WHAT YOU WILL DO: Transcribe the material in full. Nothing should differ except that the pictures are left out.
begin PROVIDED RECORDS
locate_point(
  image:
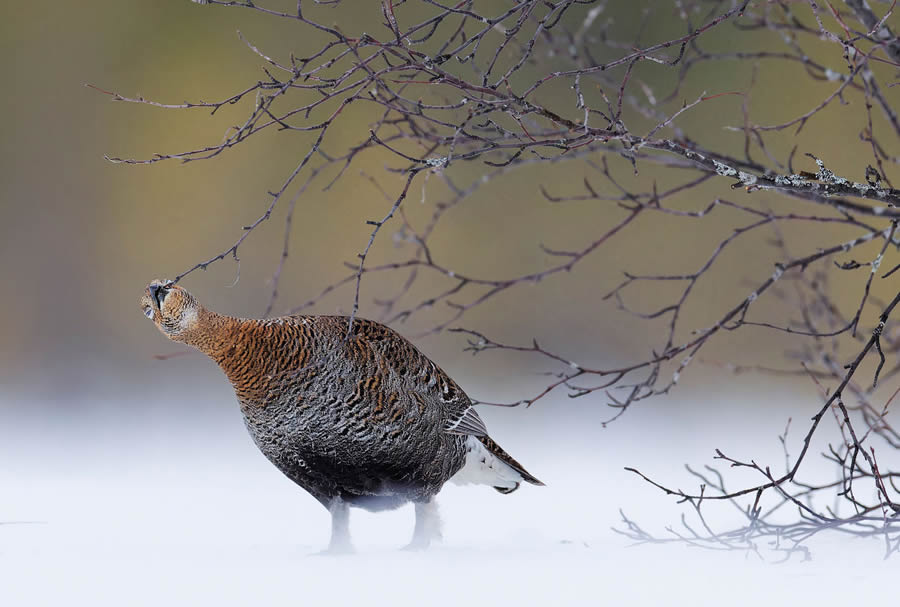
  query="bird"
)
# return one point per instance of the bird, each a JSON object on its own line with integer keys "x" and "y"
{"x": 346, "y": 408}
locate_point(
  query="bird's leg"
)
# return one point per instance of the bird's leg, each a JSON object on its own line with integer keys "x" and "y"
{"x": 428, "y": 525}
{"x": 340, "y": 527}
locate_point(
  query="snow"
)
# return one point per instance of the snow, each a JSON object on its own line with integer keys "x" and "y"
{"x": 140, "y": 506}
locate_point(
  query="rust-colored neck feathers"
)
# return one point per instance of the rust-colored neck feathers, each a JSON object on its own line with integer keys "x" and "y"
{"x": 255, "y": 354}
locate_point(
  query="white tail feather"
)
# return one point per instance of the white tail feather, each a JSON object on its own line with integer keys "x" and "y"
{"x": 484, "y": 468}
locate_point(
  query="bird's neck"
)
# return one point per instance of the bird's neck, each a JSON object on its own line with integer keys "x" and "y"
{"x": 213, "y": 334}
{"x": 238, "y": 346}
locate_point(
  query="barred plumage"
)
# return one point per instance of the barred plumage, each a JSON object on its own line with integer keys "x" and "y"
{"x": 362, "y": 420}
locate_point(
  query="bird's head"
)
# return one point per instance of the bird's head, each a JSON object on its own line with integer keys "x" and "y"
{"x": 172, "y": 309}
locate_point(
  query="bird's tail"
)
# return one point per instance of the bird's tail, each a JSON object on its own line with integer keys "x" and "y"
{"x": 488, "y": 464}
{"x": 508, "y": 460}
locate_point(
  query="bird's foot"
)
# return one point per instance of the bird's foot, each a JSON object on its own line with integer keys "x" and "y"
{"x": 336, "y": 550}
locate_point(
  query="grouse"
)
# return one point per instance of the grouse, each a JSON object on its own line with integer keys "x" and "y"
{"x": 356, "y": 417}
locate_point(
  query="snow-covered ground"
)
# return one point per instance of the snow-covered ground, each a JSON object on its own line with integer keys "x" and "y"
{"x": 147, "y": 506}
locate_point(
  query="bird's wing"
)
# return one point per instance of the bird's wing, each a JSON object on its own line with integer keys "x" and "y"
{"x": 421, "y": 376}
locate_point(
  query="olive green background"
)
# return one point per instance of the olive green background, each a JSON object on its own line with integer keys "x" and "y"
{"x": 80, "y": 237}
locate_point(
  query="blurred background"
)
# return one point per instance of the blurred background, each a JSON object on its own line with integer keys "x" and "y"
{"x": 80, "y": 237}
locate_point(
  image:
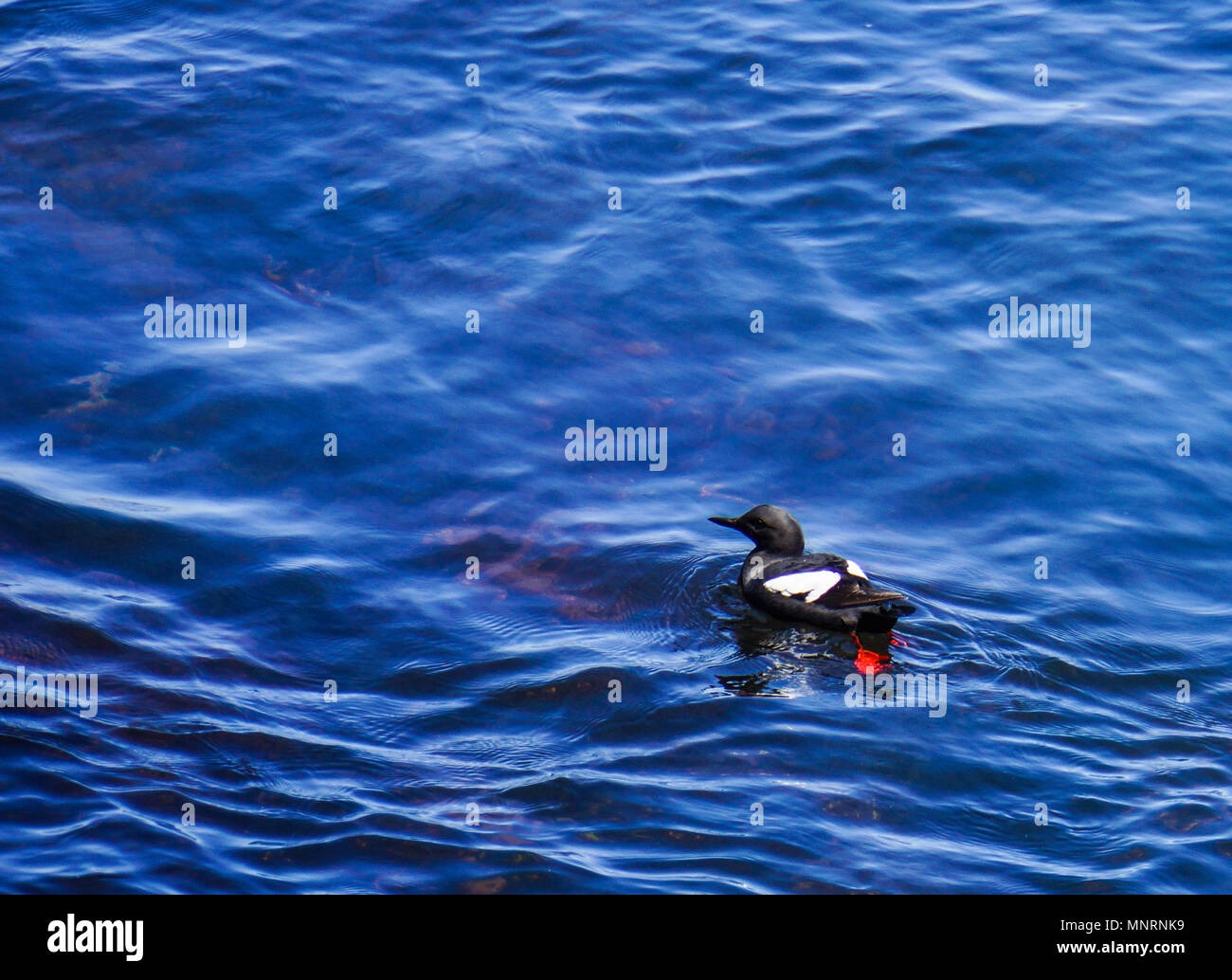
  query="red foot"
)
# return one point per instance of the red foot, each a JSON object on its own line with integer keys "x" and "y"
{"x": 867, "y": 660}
end PROVIDED RECORDS
SOLUTION TO THE PROBLEM:
locate_point(
  image:
  query="bird"
)
# return one point per instance of the bird, each a JSON object on its own line with integer keys "x" and "y"
{"x": 346, "y": 408}
locate_point(
  query="bird's leg"
)
# return one point per instance of the bird's leg, each a JSON object on its own line with integer keys "x" and "y"
{"x": 428, "y": 525}
{"x": 340, "y": 527}
locate_point(
  query="snow"
)
# return one point per instance of the snow, each a JSON object on its own line with integer keys "x" and "y"
{"x": 140, "y": 506}
locate_point(
  query="rust-colored neck feathers"
)
# return one point per instance of the rust-colored neck feathers, each a JSON object on its own line with integer keys "x" and "y"
{"x": 255, "y": 354}
locate_point(
  query="white tail feather"
)
# return one point per instance of the white tail feather, each a JSON object on its own line with integer keys "x" and "y"
{"x": 484, "y": 468}
locate_point(
  query="bird's neck"
)
# return one point per instance of the bird's neck, each a JSON object on its own line with integer keys "x" and "y"
{"x": 213, "y": 334}
{"x": 238, "y": 346}
locate_point(
  query="barred plumage"
)
# return one point per instance of the barred plumage, each a JSON object on its own line with integer keys "x" and "y"
{"x": 362, "y": 420}
locate_point(
  query="bird's head"
)
# return one point per instance of the bird's head, each a JSON object on its own line with integer keys "x" and "y"
{"x": 172, "y": 309}
locate_point(
  query="bird's tail"
)
# return one point per instance of the bird's tail, each a JSON object on its own line with integer keys "x" and "y"
{"x": 488, "y": 464}
{"x": 508, "y": 460}
locate_point(
  query="bird's foot"
)
# return one point per instance of the bird's foot, each a JSON object on its own line with integer keys "x" and "y"
{"x": 336, "y": 550}
locate_point(
  query="grouse"
)
# return one point per instance of the grouse, each a JSON object on its own line with integer keys "x" and "y"
{"x": 356, "y": 417}
locate_point(
  query="snow-covered ground"
)
# return one point per instance of the snow-covered ground, each a JSON object on its own line with integer keys "x" and "y"
{"x": 147, "y": 506}
locate_point(
  query="bird's wing"
)
# return one point per instance of the bird's wing, each a JSON object on its own line with integer keys "x" and "y"
{"x": 421, "y": 376}
locate_point(
  query="olive green background"
)
# return one point per instance of the olive green background, each a JSON object on its own line with integer keys "x" and "y"
{"x": 80, "y": 237}
locate_point(
  query="blurred background"
)
# return one point per instance of the blurred background, each a JSON object on its own line with integer keys "x" and "y"
{"x": 80, "y": 237}
locate_point(
  image:
  query="red foot"
)
# return one point per instance of the red foot, each a JSON object on its own line with integer keys "x" and "y"
{"x": 867, "y": 660}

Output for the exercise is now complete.